Would you please retype, exactly, the lines of the listing below between the line with "Could you please indicate the buccaneers" and the line with "Could you please indicate the red", inclusive?

───── Dataset records

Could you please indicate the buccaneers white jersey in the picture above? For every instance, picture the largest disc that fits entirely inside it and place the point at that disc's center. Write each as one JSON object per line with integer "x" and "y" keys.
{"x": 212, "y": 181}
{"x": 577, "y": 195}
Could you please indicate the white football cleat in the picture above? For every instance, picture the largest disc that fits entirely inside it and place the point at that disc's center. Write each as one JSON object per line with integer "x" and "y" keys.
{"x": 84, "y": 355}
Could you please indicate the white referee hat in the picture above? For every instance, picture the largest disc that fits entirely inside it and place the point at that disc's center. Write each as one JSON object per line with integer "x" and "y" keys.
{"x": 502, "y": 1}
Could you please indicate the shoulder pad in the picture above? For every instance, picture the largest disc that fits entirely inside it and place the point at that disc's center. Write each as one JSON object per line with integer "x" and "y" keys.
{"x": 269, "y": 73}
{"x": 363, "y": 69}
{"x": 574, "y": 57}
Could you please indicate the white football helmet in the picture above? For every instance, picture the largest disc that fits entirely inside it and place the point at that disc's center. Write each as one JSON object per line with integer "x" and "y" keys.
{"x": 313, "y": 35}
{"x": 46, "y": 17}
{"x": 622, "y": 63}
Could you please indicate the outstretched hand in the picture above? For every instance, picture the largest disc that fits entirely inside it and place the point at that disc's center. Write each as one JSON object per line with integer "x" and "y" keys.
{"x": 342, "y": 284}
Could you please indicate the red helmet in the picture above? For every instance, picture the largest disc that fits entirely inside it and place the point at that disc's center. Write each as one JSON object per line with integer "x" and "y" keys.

──────────
───── Dataset records

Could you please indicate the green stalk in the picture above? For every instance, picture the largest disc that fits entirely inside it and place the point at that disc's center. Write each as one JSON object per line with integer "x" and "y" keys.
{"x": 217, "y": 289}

──────────
───── Dataset records

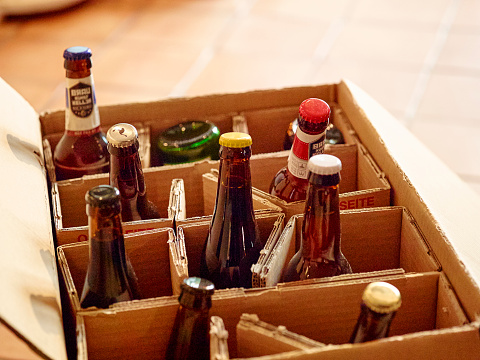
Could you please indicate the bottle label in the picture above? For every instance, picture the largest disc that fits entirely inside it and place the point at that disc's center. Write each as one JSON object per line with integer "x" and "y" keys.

──────────

Solution to this problem:
Could you please indicate the buccaneers white jersey in the picture above? For every instance, picture the largest disc that fits entirely inside it and place the point at that disc's center. Write each as one JSON object per line with integer "x" and "y" keys.
{"x": 212, "y": 181}
{"x": 577, "y": 195}
Could you please indicate the white football cleat in the picture above? For every instance, picture the largest disc that fits entirely inside it and place the point at that disc's center. Write each as one JSON object per line with integer "x" and "y" keys.
{"x": 84, "y": 355}
Could you please indicate the white referee hat in the picture above? For every instance, picture the largest disc that fits entirely inside it and place the point at that disc's center. Write each as one JSON object per line with integer "x" and "y" keys.
{"x": 502, "y": 1}
Could you please indicate the shoulder pad in the picture above? For every instance, picture the largest disc that fits entirely inside it and place the point at that disc's center. Write each as one JSON object per line with integer "x" and "y" keys.
{"x": 269, "y": 73}
{"x": 363, "y": 69}
{"x": 574, "y": 57}
Could you please indicate the white football helmet in the picture above? For every instance, picture the largest disc that fits entirely inside it and place the point at that disc's center. Write each as one JSON object per line with integer "x" and "y" keys.
{"x": 313, "y": 35}
{"x": 46, "y": 17}
{"x": 622, "y": 63}
Could you please indicate the outstretched hand in the picture above? For every instance, picture the largest disc that fits entirely inside it and place the point at that disc's center. Write each as one JSON object per line with integer "x" and "y" keys.
{"x": 342, "y": 284}
Could you please indicate the red helmet in the picture above? For every instance, picture the largest disc that fits entirely inside it and place the point at that disc's center. Write each as one JSON object per line with integer "x" and "y" keys.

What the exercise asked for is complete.